YOUR INSTRUCTIONS: The expected answer is the set of lines in the data below between the line holding "Target: green sock" and the line holding "Note: point to every instance of the goalie in", inclusive, written out exactly.

RECORDS FOR THE TASK:
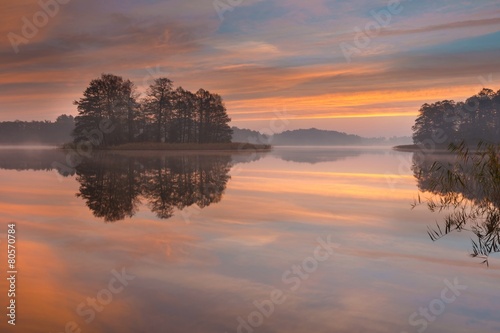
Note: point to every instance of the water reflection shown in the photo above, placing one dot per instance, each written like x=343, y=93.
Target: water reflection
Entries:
x=113, y=186
x=466, y=186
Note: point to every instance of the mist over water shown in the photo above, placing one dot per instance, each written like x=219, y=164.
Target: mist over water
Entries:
x=210, y=237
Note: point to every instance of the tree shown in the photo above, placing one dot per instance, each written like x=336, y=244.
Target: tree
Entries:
x=474, y=120
x=158, y=106
x=107, y=98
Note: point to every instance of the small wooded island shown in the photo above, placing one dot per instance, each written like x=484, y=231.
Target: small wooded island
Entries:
x=111, y=116
x=471, y=122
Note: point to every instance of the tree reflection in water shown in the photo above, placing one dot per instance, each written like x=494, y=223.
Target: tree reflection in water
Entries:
x=465, y=185
x=113, y=186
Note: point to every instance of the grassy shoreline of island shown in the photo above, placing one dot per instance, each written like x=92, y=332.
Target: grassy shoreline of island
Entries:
x=158, y=146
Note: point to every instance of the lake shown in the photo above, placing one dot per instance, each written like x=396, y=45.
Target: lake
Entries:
x=300, y=239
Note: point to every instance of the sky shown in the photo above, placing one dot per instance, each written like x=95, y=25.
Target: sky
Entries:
x=357, y=66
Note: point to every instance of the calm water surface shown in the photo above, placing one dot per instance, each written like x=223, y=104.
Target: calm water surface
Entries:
x=295, y=240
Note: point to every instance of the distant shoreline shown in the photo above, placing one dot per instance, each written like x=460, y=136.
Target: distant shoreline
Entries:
x=419, y=148
x=156, y=146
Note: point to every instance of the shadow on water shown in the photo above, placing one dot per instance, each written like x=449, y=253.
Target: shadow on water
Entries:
x=465, y=185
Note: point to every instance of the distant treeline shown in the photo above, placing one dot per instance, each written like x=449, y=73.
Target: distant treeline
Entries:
x=474, y=120
x=314, y=137
x=164, y=114
x=37, y=132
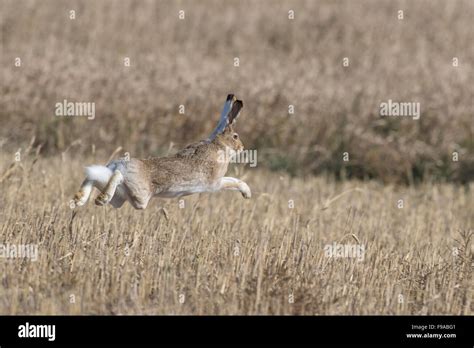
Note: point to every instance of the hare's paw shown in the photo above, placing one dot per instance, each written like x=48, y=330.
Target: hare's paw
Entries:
x=79, y=198
x=102, y=199
x=245, y=190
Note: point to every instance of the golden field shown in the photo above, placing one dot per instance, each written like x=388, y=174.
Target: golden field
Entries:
x=219, y=253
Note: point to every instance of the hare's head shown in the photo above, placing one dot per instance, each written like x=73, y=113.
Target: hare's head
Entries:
x=229, y=138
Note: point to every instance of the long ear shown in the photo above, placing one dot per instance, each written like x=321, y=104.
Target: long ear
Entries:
x=235, y=111
x=223, y=121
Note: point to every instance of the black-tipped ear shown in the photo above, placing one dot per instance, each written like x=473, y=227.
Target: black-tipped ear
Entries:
x=224, y=119
x=235, y=111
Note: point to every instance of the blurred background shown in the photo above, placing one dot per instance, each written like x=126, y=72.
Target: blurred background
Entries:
x=282, y=62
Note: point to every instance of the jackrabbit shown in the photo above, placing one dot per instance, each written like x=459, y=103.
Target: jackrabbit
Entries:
x=199, y=167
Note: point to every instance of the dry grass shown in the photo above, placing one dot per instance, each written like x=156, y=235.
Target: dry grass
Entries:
x=282, y=62
x=221, y=254
x=227, y=255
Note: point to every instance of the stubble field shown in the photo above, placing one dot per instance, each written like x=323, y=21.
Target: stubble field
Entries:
x=401, y=200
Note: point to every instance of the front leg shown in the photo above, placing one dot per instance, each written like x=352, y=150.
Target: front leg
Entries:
x=110, y=188
x=229, y=183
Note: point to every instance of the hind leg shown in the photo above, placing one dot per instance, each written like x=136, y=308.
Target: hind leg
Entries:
x=81, y=196
x=109, y=189
x=229, y=183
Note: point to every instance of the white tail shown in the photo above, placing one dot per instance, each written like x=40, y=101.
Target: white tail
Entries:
x=100, y=174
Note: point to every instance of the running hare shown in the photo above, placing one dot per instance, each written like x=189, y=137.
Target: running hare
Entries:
x=199, y=167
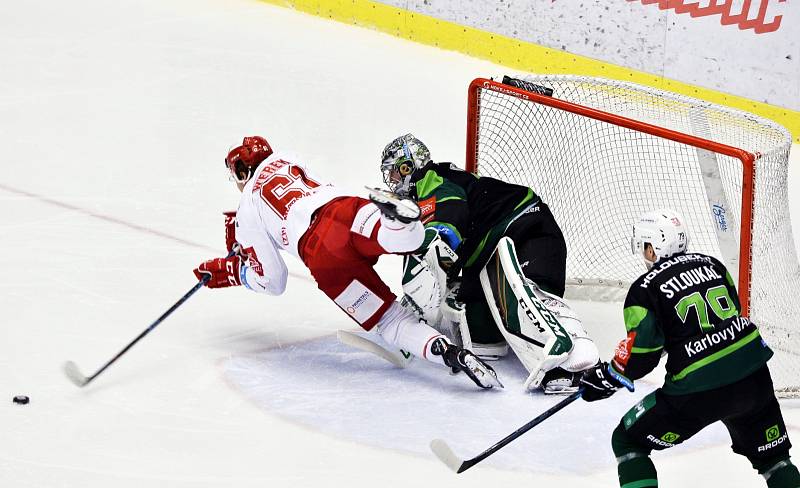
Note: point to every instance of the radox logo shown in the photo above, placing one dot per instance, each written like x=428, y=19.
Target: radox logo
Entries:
x=719, y=215
x=759, y=15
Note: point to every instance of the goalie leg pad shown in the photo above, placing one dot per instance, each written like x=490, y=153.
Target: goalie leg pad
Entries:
x=425, y=278
x=532, y=331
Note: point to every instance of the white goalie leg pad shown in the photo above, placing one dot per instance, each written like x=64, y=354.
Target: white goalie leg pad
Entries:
x=401, y=329
x=584, y=353
x=534, y=333
x=454, y=320
x=425, y=278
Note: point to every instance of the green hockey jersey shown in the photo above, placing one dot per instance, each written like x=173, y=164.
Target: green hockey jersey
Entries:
x=686, y=306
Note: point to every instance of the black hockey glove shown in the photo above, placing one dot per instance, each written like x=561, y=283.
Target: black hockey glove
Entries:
x=395, y=207
x=601, y=382
x=459, y=359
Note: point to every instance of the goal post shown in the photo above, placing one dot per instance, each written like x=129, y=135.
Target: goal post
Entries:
x=601, y=152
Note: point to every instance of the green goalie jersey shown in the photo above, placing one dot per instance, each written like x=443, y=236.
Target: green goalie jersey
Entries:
x=686, y=306
x=467, y=208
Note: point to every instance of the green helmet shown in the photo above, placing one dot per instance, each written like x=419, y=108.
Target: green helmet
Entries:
x=400, y=159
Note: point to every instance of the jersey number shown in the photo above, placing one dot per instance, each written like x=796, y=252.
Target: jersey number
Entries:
x=718, y=298
x=281, y=190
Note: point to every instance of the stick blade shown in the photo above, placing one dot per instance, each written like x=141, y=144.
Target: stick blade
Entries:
x=74, y=374
x=447, y=456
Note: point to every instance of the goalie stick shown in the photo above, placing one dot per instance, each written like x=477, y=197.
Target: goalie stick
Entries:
x=448, y=457
x=400, y=358
x=79, y=379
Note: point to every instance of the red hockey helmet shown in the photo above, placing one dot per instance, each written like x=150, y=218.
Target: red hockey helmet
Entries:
x=243, y=160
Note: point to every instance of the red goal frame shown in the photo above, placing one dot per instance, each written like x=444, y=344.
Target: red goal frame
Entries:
x=747, y=158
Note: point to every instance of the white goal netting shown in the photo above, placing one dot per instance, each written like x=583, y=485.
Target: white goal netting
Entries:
x=598, y=176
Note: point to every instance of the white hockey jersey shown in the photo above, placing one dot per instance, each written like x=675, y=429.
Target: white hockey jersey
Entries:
x=274, y=212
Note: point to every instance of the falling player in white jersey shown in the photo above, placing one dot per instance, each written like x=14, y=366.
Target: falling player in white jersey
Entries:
x=339, y=238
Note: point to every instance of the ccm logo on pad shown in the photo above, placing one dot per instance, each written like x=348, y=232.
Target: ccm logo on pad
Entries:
x=358, y=301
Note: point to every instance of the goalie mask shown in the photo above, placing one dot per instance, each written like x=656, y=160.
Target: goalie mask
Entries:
x=663, y=230
x=400, y=159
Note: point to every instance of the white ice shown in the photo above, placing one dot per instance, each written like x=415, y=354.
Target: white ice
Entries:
x=114, y=120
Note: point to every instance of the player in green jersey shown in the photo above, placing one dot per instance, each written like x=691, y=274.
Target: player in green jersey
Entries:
x=467, y=218
x=686, y=306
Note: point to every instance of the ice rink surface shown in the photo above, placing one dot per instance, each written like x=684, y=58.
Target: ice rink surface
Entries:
x=114, y=120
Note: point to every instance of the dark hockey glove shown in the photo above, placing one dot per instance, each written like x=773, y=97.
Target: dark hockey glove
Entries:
x=395, y=207
x=601, y=381
x=459, y=359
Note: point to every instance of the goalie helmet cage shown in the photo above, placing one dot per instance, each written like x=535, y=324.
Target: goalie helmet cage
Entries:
x=602, y=152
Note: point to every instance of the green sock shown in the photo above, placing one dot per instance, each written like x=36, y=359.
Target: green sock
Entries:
x=638, y=472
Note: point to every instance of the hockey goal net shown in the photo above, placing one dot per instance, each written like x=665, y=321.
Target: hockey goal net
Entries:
x=602, y=152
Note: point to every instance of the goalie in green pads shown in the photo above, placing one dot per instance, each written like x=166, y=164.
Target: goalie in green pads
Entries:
x=467, y=218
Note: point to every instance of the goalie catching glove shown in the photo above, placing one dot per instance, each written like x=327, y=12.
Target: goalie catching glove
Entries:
x=459, y=359
x=602, y=381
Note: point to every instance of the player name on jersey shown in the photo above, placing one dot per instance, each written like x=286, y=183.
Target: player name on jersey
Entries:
x=687, y=279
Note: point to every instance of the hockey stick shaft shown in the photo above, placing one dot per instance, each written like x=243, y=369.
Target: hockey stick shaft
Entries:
x=72, y=371
x=445, y=454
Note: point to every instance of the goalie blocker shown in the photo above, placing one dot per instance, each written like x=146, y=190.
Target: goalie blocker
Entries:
x=540, y=328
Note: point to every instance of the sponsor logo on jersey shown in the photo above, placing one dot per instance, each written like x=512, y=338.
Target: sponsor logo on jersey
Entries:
x=687, y=279
x=365, y=220
x=772, y=433
x=719, y=215
x=728, y=334
x=252, y=261
x=358, y=301
x=267, y=172
x=660, y=442
x=427, y=207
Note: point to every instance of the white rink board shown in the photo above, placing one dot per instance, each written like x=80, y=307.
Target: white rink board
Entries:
x=115, y=120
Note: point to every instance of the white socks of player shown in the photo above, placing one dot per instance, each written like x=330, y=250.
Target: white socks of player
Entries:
x=401, y=328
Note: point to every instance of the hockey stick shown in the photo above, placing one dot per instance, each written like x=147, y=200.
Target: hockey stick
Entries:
x=400, y=358
x=75, y=375
x=447, y=456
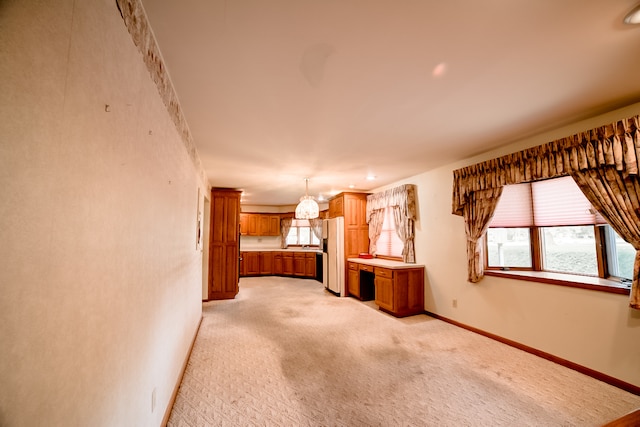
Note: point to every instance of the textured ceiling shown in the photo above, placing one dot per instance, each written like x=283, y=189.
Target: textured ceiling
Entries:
x=276, y=91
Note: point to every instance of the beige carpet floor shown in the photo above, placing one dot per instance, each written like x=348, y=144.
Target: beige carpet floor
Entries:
x=286, y=352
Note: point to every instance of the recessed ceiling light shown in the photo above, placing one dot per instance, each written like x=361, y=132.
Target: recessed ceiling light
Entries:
x=633, y=17
x=439, y=70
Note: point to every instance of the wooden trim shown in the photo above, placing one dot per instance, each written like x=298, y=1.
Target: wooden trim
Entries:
x=560, y=361
x=167, y=411
x=632, y=419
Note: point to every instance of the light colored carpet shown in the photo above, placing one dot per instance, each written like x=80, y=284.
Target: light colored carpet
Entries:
x=285, y=352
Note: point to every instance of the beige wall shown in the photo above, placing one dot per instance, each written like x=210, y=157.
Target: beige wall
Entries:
x=593, y=329
x=100, y=276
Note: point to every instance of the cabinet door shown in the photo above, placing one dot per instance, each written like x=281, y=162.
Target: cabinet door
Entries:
x=252, y=225
x=243, y=270
x=224, y=244
x=298, y=264
x=384, y=289
x=263, y=225
x=266, y=263
x=287, y=264
x=353, y=284
x=336, y=207
x=244, y=224
x=252, y=263
x=277, y=263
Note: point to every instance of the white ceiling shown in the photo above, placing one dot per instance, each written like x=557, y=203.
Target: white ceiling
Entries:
x=278, y=90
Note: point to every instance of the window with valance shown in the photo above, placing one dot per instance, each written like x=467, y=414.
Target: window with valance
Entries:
x=604, y=163
x=402, y=201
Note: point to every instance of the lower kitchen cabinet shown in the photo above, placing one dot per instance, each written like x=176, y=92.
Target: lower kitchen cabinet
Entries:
x=266, y=263
x=310, y=264
x=298, y=264
x=287, y=263
x=278, y=263
x=251, y=263
x=400, y=291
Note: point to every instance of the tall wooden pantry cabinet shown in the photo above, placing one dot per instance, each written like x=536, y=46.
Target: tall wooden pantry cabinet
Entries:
x=224, y=244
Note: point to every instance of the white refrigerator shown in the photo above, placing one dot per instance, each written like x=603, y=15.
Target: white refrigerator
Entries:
x=333, y=255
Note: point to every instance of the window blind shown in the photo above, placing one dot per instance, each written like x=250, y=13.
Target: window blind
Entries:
x=553, y=202
x=515, y=208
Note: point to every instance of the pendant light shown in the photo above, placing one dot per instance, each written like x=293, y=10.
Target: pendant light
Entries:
x=307, y=208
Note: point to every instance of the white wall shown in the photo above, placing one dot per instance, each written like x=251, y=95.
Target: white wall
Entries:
x=100, y=276
x=591, y=328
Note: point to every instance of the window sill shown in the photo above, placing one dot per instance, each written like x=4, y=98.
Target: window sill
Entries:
x=561, y=279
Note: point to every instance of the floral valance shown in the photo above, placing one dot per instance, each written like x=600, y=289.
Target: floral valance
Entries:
x=611, y=145
x=403, y=196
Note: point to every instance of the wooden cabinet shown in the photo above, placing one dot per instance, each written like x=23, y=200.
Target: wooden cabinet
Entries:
x=256, y=224
x=353, y=207
x=353, y=279
x=400, y=291
x=242, y=269
x=360, y=281
x=277, y=263
x=266, y=263
x=224, y=244
x=310, y=264
x=336, y=206
x=287, y=263
x=269, y=225
x=251, y=262
x=248, y=224
x=299, y=264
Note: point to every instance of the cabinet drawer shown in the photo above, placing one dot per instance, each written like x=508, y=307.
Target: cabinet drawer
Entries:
x=384, y=272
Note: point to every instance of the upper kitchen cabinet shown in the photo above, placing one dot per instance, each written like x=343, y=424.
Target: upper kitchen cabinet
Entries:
x=256, y=224
x=224, y=244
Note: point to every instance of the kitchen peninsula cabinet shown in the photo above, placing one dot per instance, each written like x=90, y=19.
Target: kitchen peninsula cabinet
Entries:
x=287, y=263
x=251, y=261
x=298, y=264
x=398, y=287
x=224, y=244
x=278, y=263
x=266, y=263
x=310, y=264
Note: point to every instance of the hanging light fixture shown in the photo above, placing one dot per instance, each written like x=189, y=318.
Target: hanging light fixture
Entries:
x=307, y=208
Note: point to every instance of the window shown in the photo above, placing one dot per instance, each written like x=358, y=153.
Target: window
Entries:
x=300, y=234
x=389, y=244
x=551, y=226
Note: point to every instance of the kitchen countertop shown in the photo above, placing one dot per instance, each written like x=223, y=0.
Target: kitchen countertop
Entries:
x=313, y=250
x=386, y=263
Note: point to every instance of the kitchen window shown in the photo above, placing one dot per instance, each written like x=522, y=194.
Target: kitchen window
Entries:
x=550, y=226
x=389, y=244
x=300, y=234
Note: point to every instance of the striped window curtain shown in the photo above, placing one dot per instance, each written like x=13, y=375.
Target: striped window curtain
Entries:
x=403, y=201
x=285, y=226
x=316, y=227
x=603, y=161
x=376, y=220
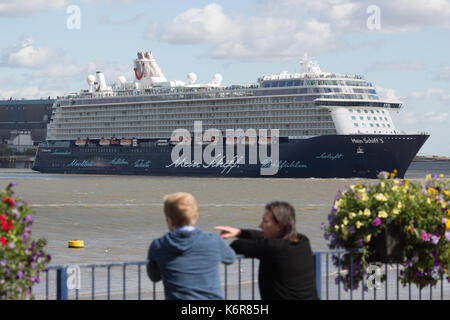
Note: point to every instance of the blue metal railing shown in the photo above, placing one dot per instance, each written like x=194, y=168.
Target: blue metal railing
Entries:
x=125, y=281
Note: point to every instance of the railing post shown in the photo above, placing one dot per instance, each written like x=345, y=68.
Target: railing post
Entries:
x=318, y=273
x=62, y=292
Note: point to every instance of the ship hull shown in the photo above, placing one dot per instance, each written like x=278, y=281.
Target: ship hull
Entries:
x=328, y=156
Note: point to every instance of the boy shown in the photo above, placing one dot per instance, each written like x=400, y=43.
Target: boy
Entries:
x=186, y=258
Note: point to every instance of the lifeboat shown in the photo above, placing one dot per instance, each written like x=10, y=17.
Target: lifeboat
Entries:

EXPECTED ANSWER:
Target: green sock
Entries:
x=638, y=472
Note: point to every instance of the hockey goal net shown in the photo above, placing one dot per instance, each written like x=665, y=321.
Target: hockey goal net
Entries:
x=602, y=152
Note: point to every instance of the goalie in green pads shown in the photo above, placing one dot per instance, each written like x=166, y=164.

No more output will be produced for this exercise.